BACAAN
----------

KONFLIK LAUT TIONGKOK SELATAN: PERSPEKTIF REALISME TIONGKOK

Oleh :

Sri Asfarina Murti

20140510339

 

Konflik Laut Tiongkok Selatan (LTS) dapat dikategorikan sebagai salah satu kasus terumit di dunia. Konflik ini melibatkan banyak aktor, baik claimants, seperti Tiongkok, Malaysia, Vietnam, Filipina, Brunei—maupun non claimants, seperti ASEAN, UN, AS, dan sebagainya. (Tonnesson, 2001). Klaim ini mencakup 3,5 juta  wilayah maritim dan gugusan daratan yang mengandung kekayaan sumber daya alam serta menjadi jalur vital lalu lintas internasional (Fisher, 2016). Konflik berawal ketika klaim peta warisan 9 dash-line milik Tiongkok yang dipaparkan tahun 1950an berpotongan dengan batas ZEE atau continental shelf negara-negara lain dan menuai protes resmi dari claimants (B & Poling, 2013). Protes Malaysia dan Vietnam yang berdasar pada article 76(8) UNCLOS 1982 kepada Commission on the Continental Shelf 2009, konfrontasi Filipina di Scarborough Shoal 2012, dan juga hasil kemenangan klaim Filipina atas beberapa wilayah sengketa lewat Permanent Court of Arbitration 2013 hanya berakhir dengan jawaban keras, penolakan legalitas, bahkan tindakan offensive nyata dari Tiongkok beberapa kali (Fisher, 2016). Kebangkitan Tiongkok dalam dua dekade terakhir ini yang menjadikan Tiongkok sangat berani untuk melakukan perlawanan tersebut, termasuk untuk menguasai Laut Tiongkok Selatan. (Rajagobal, 2016). Lalu mengapa Tiongkok ingin menguasai Laut Tiongkok Selatan?

----------

BLOK DATA
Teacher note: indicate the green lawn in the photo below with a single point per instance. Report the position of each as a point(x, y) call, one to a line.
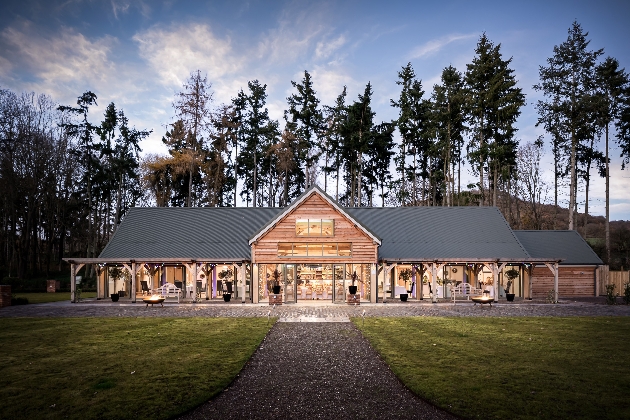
point(51, 297)
point(136, 368)
point(522, 368)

----------

PETUNJUK SINGKAT 1
Menurut bacaan tentang konflik Laut Tiongkok Selatan, pada dekade berapa Tiongkok memaparkan klaim peta 9 dash-line?
PETUNJUK SINGKAT 2
Teruskan bacaan tentang konflik Laut Tiongkok Selatan, mulai setelah kalimat terakhirnya.

JAWABAN LATIHAN 1
Pada tahun 1950-an.

JAWABAN LATIHAN 2
 

Asumsi Tiongkok Terkait Konflik Tiongkok

Alasan yang mendasari sikap-sikap yang ditunjukan Tiongkok dalam menghadapi konflik Laut Tiongkok Selatan dapat dianalisa dalam perspektif realisme. Ada empat asumsi ideal untuk dapat mengkategorikan sebuah negara sebagai negara realis. Sikap Tiongkok menunjukan kesesuaian dengan dua asumsi pertama sebagai analisa dasar negara realis, yaitu negara sebagai aktor tunggal dan negara adalah satu kesatuan dan dua asumsi substansial yang mendasari sikap negara realis, yaitu aktor rasional dan pengutamaan keamanan nasional sebagai kepentingan nasional (R, Viotti, & Kauppi, 1999).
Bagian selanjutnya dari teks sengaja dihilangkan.